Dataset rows

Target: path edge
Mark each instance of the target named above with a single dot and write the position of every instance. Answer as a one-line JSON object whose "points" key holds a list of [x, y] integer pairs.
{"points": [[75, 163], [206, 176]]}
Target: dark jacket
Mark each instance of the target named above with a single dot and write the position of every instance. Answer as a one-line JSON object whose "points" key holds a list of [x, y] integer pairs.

**WORK TO DO:** Repeat the rows word for word, starting at the line containing "Target: dark jacket" and running through the end of the rows.

**TASK RESPONSE:**
Target: dark jacket
Mark each instance of the target named above with a single dot and write the position of every instance. Answer as a one-line JSON object whose "points" key holds a list of [x, y] integer pairs.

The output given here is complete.